PROBLEM REQUIREMENTS — The entries that follow should be written out exactly.
▼
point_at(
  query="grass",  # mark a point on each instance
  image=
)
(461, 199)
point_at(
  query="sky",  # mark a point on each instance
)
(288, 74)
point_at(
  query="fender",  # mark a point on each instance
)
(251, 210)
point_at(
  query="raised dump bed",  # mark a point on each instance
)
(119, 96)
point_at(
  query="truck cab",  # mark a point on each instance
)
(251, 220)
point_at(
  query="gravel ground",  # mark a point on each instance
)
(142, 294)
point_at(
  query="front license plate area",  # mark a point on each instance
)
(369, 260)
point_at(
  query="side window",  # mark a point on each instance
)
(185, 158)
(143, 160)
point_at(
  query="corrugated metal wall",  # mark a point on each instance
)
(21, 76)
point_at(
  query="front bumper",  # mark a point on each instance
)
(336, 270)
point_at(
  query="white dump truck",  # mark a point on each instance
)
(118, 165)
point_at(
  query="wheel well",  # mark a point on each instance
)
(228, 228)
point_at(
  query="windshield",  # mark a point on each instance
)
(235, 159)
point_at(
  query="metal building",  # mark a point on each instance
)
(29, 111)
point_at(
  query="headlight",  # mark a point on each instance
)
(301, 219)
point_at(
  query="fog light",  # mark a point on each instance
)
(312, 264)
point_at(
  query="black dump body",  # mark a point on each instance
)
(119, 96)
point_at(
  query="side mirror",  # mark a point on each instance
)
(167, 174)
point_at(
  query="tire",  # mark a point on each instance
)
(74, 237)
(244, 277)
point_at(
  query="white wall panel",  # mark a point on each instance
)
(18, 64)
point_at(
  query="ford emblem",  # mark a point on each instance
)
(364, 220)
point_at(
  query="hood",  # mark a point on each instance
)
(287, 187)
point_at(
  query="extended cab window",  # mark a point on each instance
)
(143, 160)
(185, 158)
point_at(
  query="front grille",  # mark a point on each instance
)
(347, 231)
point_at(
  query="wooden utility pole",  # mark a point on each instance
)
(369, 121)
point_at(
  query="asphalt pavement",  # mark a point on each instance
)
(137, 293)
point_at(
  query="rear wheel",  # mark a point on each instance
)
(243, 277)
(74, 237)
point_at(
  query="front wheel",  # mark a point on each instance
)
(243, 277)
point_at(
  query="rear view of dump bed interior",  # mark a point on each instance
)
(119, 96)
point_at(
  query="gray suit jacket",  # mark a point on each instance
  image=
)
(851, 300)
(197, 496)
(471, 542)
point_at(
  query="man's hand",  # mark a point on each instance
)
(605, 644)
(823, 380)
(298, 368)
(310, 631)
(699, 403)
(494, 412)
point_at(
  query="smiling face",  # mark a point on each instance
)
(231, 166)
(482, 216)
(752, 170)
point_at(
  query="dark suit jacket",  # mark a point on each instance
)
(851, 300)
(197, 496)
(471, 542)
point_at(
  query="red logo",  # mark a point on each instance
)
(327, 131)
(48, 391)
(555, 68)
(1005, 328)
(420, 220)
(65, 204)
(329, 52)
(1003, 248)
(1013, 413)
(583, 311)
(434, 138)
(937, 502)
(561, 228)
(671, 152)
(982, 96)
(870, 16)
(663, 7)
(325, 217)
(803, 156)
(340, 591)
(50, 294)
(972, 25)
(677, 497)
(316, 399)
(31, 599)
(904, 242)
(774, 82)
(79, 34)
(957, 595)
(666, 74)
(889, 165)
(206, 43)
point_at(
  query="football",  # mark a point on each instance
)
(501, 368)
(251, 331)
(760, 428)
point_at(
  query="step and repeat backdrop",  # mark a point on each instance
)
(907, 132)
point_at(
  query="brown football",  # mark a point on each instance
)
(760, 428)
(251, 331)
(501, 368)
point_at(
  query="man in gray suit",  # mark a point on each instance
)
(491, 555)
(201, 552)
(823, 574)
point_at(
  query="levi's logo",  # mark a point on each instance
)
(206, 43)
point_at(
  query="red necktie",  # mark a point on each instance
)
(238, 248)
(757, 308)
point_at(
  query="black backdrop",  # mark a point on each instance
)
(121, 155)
▲
EXERCISE RESPONSE —
point_at(
  query="grass",  # mark a point on each instance
  image=
)
(461, 199)
point_at(
  query="sky",  # mark a point on each instance
)
(288, 74)
point_at(
  query="fender",  # mark a point on each instance
)
(251, 210)
point_at(
  query="raised dump bed",  # mark a point on each instance
)
(119, 96)
point_at(
  query="truck cab",  # mark a point on each instance
)
(251, 220)
point_at(
  query="gravel ground",  # mark a point on each instance
)
(142, 294)
point_at(
  query="front license plate area",  # mark a point on each instance
)
(369, 260)
point_at(
  query="side window",  # mark a point on each instance
)
(185, 158)
(143, 160)
point_at(
  query="corrugated metal wall",  # mark a point on each instance
)
(21, 76)
point_at(
  query="front bumper",  # mark a point on each instance
)
(336, 270)
point_at(
  query="white dump truck",  # mark a point on each instance
)
(118, 165)
point_at(
  query="wheel well",  # mark a point on each instance
)
(228, 228)
point_at(
  query="windshield",  # mark a point on each instance
)
(235, 159)
point_at(
  query="metal building",  # mark a point on each instance
)
(29, 111)
point_at(
  query="headlight",  # mark a point on each instance
)
(301, 219)
point_at(
  query="fog light",  # mark a point on each instance
)
(312, 264)
point_at(
  query="black dump body",  # mark a point on each instance
)
(119, 96)
point_at(
  query="side mirror",  # mark a point on each instance
)
(167, 174)
point_at(
  query="tire",  # mark a point on each instance
)
(74, 237)
(244, 277)
point_at(
  query="white wall panel",  # mark a point on each instance
)
(18, 64)
point_at(
  query="ford emblem",  # mark a point on each instance
)
(364, 220)
point_at(
  query="hood",  # mark a point on each instance
)
(287, 187)
point_at(
  query="extended cab window",  # mark a point on each instance
)
(143, 160)
(185, 158)
point_at(
  query="front grille",  # mark a point on each instance
)
(347, 231)
point_at(
  query="wooden utility pole",  # mark a point on each instance
)
(369, 121)
point_at(
  query="asphalt pavement",  # mark a point on each instance
)
(137, 293)
point_at(
  query="rear wheel",  # mark a point on each instance
)
(243, 277)
(74, 237)
point_at(
  query="front wheel",  # mark a point on each instance
)
(243, 277)
point_at(
  query="rear view of dump bed interior",  # mark a point on each instance
)
(119, 96)
point_at(
  query="gray suit jacket",  # mark a point on each instance
  image=
)
(851, 300)
(197, 496)
(471, 542)
point_at(
  query="man's hand",  # mark a point on each instance
)
(605, 644)
(823, 380)
(298, 368)
(310, 631)
(699, 403)
(494, 412)
point_at(
  query="smiling face",  # mark a point on each instance
)
(231, 166)
(482, 216)
(752, 170)
point_at(
  query="dark suit jacket",  # mark a point on each instance
)
(851, 300)
(197, 496)
(471, 542)
point_at(
  query="red logo",  # mark a point on each instance
)
(327, 131)
(48, 391)
(555, 68)
(1005, 328)
(420, 220)
(65, 204)
(329, 52)
(1003, 248)
(1013, 413)
(583, 311)
(434, 138)
(937, 502)
(561, 228)
(671, 152)
(982, 96)
(870, 16)
(663, 7)
(325, 217)
(803, 156)
(340, 591)
(50, 294)
(972, 25)
(677, 497)
(316, 399)
(31, 599)
(904, 242)
(774, 82)
(79, 34)
(957, 595)
(666, 74)
(889, 165)
(206, 43)
point_at(
  query="football",  # mark a point on each instance
)
(501, 368)
(251, 331)
(760, 428)
point_at(
  query="step and repeat backdrop",  # mark a point on each instance
)
(907, 132)
point_at(
  query="brown football",  # mark a point on each instance
)
(760, 428)
(251, 331)
(501, 368)
point_at(
  query="man in gray suit",  # mark a point on each instance
)
(491, 555)
(201, 552)
(823, 574)
point_at(
  query="levi's logo",  # mark a point on each instance
)
(206, 43)
point_at(
  query="red necktie",  # mark a point on each instance
)
(238, 248)
(757, 308)
point_at(
  query="black backdrop",  # mark a point on each instance
)
(121, 155)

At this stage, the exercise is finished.